Only the lines from the one with "139, row 3." onward are wanted, through the last line of the entries, set down exactly.
start RECORDS FOR THIS TASK
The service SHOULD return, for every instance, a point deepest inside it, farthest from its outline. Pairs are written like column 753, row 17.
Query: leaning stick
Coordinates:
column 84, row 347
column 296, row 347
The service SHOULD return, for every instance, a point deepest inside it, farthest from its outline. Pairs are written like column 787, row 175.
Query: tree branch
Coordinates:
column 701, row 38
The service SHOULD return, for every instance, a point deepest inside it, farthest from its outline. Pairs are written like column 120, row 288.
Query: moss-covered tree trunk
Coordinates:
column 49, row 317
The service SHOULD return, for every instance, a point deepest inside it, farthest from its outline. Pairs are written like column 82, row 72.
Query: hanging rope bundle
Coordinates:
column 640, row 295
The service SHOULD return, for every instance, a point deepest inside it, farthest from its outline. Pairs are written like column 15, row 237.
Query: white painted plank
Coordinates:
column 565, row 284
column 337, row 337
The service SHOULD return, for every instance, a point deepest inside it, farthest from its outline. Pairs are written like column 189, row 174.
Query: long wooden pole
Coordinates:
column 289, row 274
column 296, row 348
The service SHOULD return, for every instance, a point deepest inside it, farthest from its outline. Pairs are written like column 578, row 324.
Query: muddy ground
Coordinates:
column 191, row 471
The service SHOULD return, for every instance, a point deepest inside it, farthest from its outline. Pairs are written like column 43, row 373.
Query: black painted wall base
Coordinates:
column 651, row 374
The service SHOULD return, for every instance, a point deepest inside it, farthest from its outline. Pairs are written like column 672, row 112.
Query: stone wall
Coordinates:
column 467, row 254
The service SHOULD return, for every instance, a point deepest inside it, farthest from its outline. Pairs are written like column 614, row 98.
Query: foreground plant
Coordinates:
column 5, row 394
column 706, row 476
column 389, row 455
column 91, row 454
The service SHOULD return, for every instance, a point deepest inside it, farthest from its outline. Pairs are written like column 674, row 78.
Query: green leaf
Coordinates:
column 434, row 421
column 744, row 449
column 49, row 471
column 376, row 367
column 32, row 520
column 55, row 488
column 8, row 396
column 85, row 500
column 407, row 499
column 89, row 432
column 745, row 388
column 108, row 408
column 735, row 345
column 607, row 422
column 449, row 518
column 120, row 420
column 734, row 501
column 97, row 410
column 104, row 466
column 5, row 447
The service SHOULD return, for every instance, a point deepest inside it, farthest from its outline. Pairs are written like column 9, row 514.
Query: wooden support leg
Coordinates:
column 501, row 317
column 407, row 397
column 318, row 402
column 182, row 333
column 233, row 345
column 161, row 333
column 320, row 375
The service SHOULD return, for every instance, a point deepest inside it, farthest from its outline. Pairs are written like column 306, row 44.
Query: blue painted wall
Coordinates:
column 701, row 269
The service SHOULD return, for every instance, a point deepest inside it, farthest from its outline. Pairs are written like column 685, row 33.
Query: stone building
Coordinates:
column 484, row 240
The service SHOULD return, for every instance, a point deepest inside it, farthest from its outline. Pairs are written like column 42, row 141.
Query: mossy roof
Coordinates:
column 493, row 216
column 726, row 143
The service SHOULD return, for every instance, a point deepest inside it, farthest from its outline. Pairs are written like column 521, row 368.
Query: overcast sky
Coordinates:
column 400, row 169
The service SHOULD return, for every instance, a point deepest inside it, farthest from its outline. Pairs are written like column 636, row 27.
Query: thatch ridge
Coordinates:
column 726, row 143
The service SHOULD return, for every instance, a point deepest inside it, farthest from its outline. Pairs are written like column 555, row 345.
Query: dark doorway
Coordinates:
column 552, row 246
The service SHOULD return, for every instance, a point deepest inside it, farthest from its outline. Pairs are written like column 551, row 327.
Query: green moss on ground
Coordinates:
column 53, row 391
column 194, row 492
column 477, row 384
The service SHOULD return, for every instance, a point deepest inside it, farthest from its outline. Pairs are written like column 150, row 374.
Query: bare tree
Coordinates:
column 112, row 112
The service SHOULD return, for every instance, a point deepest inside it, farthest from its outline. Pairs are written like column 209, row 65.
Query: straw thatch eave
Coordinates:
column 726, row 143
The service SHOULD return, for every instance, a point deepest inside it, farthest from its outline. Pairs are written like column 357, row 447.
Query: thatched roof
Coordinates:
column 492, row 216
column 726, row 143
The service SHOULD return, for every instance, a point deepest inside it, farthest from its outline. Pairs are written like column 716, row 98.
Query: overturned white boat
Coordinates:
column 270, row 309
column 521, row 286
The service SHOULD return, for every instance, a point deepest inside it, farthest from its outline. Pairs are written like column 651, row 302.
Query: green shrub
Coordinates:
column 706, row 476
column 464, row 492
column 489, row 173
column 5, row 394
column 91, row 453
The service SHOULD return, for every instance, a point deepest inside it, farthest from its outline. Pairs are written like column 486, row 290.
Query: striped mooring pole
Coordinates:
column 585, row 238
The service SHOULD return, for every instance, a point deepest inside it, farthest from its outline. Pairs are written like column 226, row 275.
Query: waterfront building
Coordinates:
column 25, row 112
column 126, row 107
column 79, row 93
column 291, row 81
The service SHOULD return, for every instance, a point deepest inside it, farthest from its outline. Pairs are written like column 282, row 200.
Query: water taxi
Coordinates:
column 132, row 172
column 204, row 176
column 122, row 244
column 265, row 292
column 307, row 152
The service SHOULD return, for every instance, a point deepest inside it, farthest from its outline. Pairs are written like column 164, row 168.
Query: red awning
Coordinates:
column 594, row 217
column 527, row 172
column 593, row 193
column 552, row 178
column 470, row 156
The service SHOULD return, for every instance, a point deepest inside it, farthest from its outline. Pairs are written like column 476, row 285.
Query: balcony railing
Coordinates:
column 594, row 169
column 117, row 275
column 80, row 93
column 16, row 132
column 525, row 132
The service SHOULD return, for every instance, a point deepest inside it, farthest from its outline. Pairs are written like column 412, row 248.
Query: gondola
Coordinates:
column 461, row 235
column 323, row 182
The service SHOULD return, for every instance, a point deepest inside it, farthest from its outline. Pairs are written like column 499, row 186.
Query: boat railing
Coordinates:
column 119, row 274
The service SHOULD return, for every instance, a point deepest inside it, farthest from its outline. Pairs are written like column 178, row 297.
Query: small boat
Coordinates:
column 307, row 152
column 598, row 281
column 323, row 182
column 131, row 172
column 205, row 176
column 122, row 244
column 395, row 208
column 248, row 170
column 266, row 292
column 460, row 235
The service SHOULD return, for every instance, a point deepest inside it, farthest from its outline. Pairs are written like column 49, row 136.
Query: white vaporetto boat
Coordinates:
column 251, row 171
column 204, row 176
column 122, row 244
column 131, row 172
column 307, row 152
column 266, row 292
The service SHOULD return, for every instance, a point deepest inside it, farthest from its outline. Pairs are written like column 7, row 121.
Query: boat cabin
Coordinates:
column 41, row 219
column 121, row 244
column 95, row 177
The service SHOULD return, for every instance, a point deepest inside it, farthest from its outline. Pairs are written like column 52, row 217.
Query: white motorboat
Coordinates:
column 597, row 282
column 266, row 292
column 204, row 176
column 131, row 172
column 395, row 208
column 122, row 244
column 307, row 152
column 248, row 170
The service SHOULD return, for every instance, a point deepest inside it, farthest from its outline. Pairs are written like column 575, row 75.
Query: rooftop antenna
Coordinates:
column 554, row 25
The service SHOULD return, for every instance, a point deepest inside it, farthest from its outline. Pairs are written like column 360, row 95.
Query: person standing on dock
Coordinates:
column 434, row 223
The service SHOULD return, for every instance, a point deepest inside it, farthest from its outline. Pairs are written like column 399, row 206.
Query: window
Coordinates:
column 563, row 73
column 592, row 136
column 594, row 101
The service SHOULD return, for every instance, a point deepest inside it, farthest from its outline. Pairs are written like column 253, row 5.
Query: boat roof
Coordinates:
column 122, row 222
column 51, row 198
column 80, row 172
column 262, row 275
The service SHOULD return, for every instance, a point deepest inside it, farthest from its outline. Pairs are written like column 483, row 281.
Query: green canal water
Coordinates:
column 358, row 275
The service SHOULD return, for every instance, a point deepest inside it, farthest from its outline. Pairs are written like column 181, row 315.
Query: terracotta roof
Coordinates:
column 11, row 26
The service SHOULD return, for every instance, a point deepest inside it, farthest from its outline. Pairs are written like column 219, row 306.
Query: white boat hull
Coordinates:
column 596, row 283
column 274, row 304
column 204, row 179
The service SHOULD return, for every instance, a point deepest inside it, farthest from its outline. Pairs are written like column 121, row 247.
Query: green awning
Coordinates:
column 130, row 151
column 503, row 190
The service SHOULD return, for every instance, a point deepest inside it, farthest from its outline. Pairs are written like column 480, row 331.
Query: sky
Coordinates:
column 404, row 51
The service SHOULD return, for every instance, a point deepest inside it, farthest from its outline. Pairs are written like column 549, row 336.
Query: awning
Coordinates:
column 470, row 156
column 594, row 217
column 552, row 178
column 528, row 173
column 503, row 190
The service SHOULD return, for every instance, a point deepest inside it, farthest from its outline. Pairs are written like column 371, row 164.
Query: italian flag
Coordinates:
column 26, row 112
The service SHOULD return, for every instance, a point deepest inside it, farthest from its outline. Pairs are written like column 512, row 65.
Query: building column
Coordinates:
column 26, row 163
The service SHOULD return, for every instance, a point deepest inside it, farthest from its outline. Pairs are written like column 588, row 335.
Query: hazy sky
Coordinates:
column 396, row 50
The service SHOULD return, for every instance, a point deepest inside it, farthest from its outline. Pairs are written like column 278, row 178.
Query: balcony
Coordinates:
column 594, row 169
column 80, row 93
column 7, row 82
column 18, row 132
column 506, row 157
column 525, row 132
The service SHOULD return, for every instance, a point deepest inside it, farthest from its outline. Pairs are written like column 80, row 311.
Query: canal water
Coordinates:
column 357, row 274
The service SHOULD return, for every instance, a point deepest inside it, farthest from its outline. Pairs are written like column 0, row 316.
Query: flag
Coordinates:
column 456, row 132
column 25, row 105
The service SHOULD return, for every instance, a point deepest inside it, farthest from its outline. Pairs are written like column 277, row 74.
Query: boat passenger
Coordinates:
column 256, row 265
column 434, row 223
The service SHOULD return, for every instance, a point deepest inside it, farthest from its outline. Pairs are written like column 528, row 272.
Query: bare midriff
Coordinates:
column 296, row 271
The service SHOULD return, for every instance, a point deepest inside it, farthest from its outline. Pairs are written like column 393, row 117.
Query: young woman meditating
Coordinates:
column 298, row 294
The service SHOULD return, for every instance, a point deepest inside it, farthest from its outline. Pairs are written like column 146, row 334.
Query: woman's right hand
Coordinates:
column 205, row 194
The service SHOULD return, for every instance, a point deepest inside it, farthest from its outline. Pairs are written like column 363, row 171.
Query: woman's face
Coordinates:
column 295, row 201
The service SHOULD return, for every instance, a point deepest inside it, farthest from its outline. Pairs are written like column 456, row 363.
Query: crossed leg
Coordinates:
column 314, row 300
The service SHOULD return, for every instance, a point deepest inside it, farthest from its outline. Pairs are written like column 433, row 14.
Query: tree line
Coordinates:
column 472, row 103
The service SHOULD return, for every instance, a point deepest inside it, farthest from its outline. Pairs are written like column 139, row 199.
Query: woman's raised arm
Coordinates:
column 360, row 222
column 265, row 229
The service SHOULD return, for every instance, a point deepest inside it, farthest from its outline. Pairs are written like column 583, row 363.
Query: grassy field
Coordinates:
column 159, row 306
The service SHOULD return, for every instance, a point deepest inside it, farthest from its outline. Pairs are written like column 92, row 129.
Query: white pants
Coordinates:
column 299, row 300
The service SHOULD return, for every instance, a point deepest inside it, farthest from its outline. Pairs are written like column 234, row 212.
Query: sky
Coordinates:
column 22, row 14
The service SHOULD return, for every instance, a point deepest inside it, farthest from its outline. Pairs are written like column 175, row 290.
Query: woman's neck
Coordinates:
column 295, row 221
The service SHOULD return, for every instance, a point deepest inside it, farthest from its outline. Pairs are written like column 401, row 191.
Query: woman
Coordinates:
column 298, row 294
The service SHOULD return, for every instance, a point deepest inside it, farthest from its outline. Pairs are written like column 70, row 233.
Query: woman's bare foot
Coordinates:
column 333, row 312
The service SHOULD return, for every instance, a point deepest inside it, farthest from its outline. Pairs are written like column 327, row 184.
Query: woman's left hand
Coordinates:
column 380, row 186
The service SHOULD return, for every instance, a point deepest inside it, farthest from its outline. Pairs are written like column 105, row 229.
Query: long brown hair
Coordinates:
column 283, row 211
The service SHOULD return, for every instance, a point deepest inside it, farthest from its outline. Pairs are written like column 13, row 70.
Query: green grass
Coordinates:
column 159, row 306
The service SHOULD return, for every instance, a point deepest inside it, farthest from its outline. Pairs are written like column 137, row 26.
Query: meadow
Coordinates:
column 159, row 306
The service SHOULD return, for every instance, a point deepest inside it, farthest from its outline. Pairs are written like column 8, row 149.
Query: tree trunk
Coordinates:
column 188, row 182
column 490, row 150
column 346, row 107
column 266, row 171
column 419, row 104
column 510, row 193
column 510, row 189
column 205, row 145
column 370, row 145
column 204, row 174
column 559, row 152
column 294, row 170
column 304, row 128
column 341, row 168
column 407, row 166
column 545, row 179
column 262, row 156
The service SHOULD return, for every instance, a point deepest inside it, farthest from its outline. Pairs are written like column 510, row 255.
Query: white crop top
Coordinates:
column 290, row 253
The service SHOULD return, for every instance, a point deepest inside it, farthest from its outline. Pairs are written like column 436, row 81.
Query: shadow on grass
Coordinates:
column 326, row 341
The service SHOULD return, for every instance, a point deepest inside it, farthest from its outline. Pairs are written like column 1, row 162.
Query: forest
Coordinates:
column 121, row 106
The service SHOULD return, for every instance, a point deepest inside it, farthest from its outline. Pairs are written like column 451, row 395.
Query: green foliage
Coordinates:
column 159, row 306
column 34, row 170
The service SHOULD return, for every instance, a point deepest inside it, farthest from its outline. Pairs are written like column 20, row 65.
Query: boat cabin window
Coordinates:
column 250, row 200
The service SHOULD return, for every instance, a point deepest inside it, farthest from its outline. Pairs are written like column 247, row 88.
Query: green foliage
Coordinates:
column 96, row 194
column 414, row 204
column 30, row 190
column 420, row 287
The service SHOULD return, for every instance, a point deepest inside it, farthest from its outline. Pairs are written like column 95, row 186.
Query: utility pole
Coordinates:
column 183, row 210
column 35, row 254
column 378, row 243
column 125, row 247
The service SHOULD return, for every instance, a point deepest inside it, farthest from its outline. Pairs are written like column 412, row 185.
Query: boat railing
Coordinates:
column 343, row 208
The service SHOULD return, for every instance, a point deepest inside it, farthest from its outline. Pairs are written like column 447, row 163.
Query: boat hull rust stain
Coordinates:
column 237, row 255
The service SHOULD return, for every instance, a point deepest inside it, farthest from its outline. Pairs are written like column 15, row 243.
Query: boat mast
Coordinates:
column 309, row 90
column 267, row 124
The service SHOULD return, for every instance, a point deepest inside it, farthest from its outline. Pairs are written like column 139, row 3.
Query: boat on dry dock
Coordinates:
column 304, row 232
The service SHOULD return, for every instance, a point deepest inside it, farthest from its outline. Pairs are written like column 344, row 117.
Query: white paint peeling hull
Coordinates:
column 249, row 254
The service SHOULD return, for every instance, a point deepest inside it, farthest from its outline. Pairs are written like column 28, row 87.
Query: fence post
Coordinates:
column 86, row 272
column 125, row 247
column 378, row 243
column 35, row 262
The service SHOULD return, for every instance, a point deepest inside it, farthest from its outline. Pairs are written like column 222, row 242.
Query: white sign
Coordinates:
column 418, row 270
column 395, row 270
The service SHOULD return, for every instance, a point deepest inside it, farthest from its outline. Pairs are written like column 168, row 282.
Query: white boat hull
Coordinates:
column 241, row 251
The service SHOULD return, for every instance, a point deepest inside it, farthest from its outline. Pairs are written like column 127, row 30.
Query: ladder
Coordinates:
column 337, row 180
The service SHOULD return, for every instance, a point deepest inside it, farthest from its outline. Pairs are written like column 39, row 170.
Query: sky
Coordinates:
end RECORDS FOR THIS TASK
● **RESULT**
The service SHOULD return, for every instance, a point deepest inside it, farthest from its outline. Pairs are written like column 139, row 3.
Query: boat on dry dock
Coordinates:
column 304, row 232
The service SHOULD return, for every instance, a point deepest inside it, farthest from its outline. Pairs are written like column 344, row 117.
Query: white paint peeling hull
Coordinates:
column 249, row 254
The service SHOULD return, for every instance, a point deepest inside it, farthest from its outline. Pairs are written like column 28, row 87.
Query: fence post
Coordinates:
column 86, row 272
column 125, row 247
column 378, row 243
column 35, row 262
The service SHOULD return, for every instance, a point deepest inside it, farthest from its outline. Pairs are written like column 222, row 242.
Query: white sign
Coordinates:
column 418, row 270
column 395, row 270
The service SHOULD return, for every instance, a point deepest inside it, farthest from its outline. Pairs are written like column 168, row 282.
Query: white boat hull
Coordinates:
column 241, row 251
The service SHOULD return, for every instance, a point deepest inside it, farthest from its outline. Pairs are written like column 127, row 30.
Query: ladder
Coordinates:
column 337, row 180
The service SHOULD return, for every instance, a point deepest inside it, farthest from its outline. Pairs are written like column 39, row 170.
Query: sky
Coordinates:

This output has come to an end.